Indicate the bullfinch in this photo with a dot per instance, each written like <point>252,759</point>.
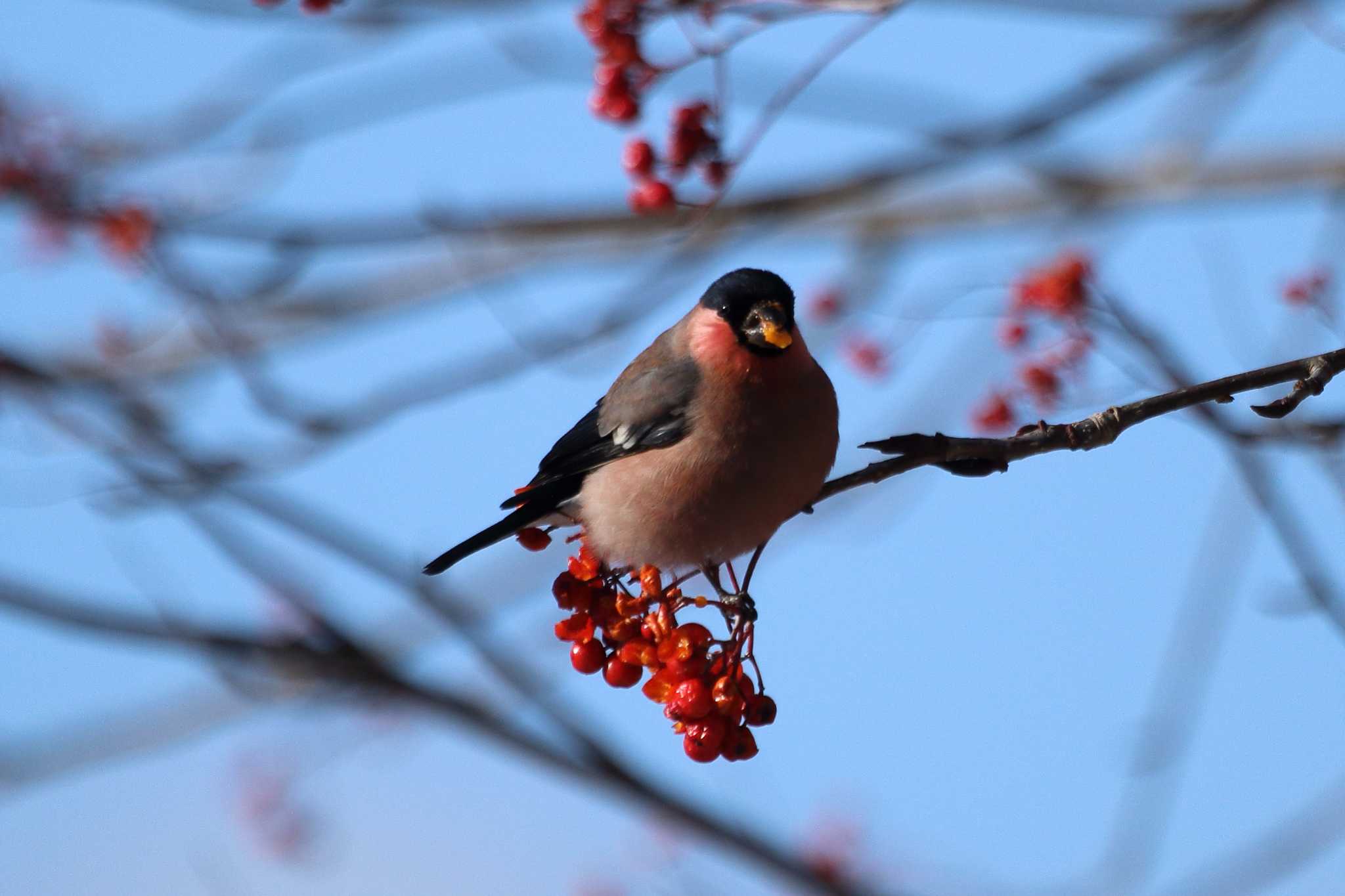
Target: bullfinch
<point>717,433</point>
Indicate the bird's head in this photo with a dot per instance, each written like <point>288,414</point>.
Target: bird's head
<point>758,305</point>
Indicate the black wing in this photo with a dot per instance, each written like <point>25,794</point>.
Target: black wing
<point>642,412</point>
<point>646,409</point>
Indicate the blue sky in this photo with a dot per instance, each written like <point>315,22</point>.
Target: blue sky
<point>962,666</point>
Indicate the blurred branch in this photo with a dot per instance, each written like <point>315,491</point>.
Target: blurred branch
<point>985,456</point>
<point>1259,861</point>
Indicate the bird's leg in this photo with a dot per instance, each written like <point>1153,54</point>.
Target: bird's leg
<point>731,605</point>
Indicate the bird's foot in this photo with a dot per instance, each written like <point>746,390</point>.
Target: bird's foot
<point>738,606</point>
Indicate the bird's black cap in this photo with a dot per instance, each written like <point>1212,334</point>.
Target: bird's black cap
<point>736,293</point>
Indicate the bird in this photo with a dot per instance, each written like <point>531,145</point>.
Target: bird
<point>715,436</point>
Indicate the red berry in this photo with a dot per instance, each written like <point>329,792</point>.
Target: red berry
<point>588,657</point>
<point>761,711</point>
<point>692,699</point>
<point>728,698</point>
<point>739,743</point>
<point>621,108</point>
<point>1042,382</point>
<point>621,673</point>
<point>638,161</point>
<point>640,653</point>
<point>607,75</point>
<point>533,539</point>
<point>653,196</point>
<point>651,584</point>
<point>659,688</point>
<point>1012,333</point>
<point>621,49</point>
<point>707,734</point>
<point>994,414</point>
<point>693,634</point>
<point>579,628</point>
<point>125,232</point>
<point>572,594</point>
<point>701,746</point>
<point>868,356</point>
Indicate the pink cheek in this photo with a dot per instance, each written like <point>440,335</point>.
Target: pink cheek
<point>713,344</point>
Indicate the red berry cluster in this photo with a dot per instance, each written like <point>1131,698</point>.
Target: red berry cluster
<point>622,73</point>
<point>307,6</point>
<point>1308,289</point>
<point>124,230</point>
<point>826,305</point>
<point>1057,291</point>
<point>699,680</point>
<point>1057,288</point>
<point>866,355</point>
<point>690,141</point>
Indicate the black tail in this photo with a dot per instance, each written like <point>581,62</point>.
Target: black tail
<point>542,501</point>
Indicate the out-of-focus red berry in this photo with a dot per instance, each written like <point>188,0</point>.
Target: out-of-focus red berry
<point>993,416</point>
<point>1042,382</point>
<point>825,305</point>
<point>621,673</point>
<point>866,356</point>
<point>653,196</point>
<point>533,539</point>
<point>588,657</point>
<point>1308,289</point>
<point>1057,288</point>
<point>125,232</point>
<point>638,158</point>
<point>1012,333</point>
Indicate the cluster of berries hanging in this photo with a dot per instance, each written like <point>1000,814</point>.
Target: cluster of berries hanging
<point>621,77</point>
<point>699,680</point>
<point>1057,292</point>
<point>866,355</point>
<point>1308,289</point>
<point>622,74</point>
<point>35,171</point>
<point>307,6</point>
<point>692,142</point>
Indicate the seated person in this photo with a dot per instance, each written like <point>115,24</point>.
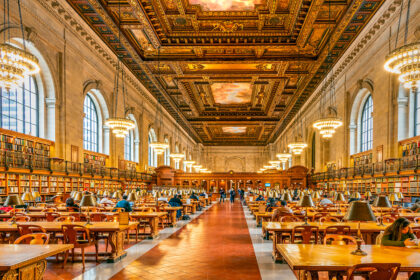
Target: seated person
<point>260,198</point>
<point>72,205</point>
<point>325,201</point>
<point>193,196</point>
<point>416,205</point>
<point>106,200</point>
<point>124,204</point>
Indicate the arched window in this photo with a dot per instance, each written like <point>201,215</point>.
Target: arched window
<point>366,125</point>
<point>166,158</point>
<point>20,108</point>
<point>152,160</point>
<point>128,146</point>
<point>90,126</point>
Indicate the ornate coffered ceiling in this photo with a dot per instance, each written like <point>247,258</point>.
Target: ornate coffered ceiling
<point>232,72</point>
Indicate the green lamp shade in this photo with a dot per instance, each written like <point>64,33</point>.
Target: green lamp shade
<point>360,212</point>
<point>382,201</point>
<point>87,201</point>
<point>13,200</point>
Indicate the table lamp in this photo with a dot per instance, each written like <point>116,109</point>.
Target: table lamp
<point>393,198</point>
<point>88,201</point>
<point>287,197</point>
<point>382,202</point>
<point>78,196</point>
<point>359,211</point>
<point>306,202</point>
<point>13,200</point>
<point>117,195</point>
<point>339,198</point>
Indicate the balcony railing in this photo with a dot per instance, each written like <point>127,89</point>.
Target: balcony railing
<point>392,165</point>
<point>10,159</point>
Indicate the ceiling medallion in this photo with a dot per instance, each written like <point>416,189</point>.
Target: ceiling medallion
<point>227,26</point>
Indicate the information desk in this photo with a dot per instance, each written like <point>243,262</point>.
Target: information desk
<point>116,233</point>
<point>304,258</point>
<point>27,262</point>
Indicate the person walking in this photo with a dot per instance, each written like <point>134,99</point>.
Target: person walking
<point>232,195</point>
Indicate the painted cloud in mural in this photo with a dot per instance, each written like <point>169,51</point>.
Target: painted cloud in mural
<point>226,5</point>
<point>231,93</point>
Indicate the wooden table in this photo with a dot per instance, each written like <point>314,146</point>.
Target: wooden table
<point>368,231</point>
<point>303,259</point>
<point>116,233</point>
<point>26,262</point>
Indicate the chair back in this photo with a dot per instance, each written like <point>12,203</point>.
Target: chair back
<point>339,239</point>
<point>337,230</point>
<point>306,232</point>
<point>21,218</point>
<point>72,234</point>
<point>118,209</point>
<point>65,219</point>
<point>28,229</point>
<point>33,239</point>
<point>97,217</point>
<point>375,271</point>
<point>51,216</point>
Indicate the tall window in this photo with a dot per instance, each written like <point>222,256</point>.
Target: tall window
<point>367,125</point>
<point>20,108</point>
<point>90,126</point>
<point>152,161</point>
<point>128,146</point>
<point>417,114</point>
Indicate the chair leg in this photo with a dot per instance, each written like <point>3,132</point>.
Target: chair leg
<point>65,258</point>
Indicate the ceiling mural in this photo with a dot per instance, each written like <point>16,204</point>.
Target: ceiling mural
<point>231,93</point>
<point>229,63</point>
<point>226,5</point>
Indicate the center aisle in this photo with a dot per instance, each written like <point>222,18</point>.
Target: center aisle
<point>216,245</point>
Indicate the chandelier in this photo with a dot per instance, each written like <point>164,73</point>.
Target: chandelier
<point>405,61</point>
<point>327,126</point>
<point>15,63</point>
<point>159,147</point>
<point>120,126</point>
<point>177,157</point>
<point>297,147</point>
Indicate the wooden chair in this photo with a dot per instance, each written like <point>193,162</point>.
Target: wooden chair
<point>307,234</point>
<point>73,234</point>
<point>21,218</point>
<point>327,219</point>
<point>33,239</point>
<point>65,219</point>
<point>51,216</point>
<point>375,271</point>
<point>28,229</point>
<point>337,230</point>
<point>339,239</point>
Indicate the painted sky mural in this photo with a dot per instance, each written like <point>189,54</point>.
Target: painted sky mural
<point>231,93</point>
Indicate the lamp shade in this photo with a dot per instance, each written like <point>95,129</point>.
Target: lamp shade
<point>382,201</point>
<point>13,200</point>
<point>78,196</point>
<point>286,197</point>
<point>306,201</point>
<point>360,211</point>
<point>88,201</point>
<point>393,197</point>
<point>117,195</point>
<point>340,198</point>
<point>132,197</point>
<point>27,196</point>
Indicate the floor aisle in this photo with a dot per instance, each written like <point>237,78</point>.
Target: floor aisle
<point>216,245</point>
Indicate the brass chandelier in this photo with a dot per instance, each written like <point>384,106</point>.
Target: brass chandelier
<point>15,63</point>
<point>405,60</point>
<point>120,126</point>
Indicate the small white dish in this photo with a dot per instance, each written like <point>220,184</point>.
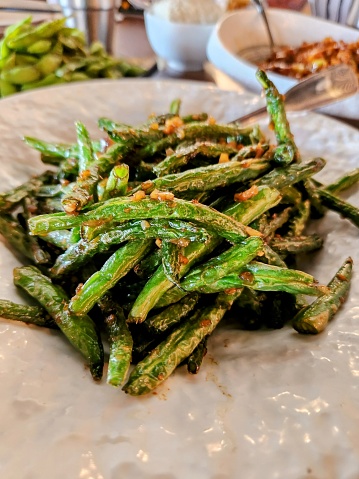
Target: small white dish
<point>245,28</point>
<point>181,45</point>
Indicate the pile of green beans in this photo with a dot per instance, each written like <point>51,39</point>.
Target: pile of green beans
<point>49,53</point>
<point>148,237</point>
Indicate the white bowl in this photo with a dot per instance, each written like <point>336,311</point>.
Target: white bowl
<point>182,45</point>
<point>245,28</point>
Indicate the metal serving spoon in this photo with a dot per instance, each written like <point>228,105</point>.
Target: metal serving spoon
<point>258,53</point>
<point>326,87</point>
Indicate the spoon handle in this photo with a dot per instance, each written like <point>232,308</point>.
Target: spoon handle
<point>259,4</point>
<point>321,89</point>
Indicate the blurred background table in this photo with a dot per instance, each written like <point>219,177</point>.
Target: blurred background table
<point>130,41</point>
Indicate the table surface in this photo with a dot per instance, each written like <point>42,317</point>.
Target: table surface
<point>130,41</point>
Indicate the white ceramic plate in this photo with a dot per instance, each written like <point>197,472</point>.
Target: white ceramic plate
<point>245,28</point>
<point>266,404</point>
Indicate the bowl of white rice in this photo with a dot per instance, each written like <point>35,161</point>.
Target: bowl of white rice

━━━━

### WHAT YOU SHOULD DO
Reproducing the whole listing above is not the task. Copy exactly only the lines from the one with "Indicate the red berry in" to the one with "Indicate the red berry cluster", both kept.

### EXERCISE SOLUTION
Indicate the red berry in this photo with a dot per instance, each written like <point>329,792</point>.
Target: red berry
<point>588,657</point>
<point>761,711</point>
<point>692,699</point>
<point>728,698</point>
<point>739,743</point>
<point>621,108</point>
<point>1042,382</point>
<point>621,673</point>
<point>638,161</point>
<point>640,653</point>
<point>607,75</point>
<point>533,539</point>
<point>653,196</point>
<point>651,584</point>
<point>659,688</point>
<point>1012,333</point>
<point>621,49</point>
<point>707,734</point>
<point>994,414</point>
<point>693,634</point>
<point>579,628</point>
<point>125,232</point>
<point>572,594</point>
<point>701,746</point>
<point>868,356</point>
Indicate the pink cheek in this photo with a dot per instance, each written like <point>440,335</point>.
Target: pink cheek
<point>713,344</point>
Indicate the red berry cluster in this photo with a dot per instance, each written like <point>1131,698</point>.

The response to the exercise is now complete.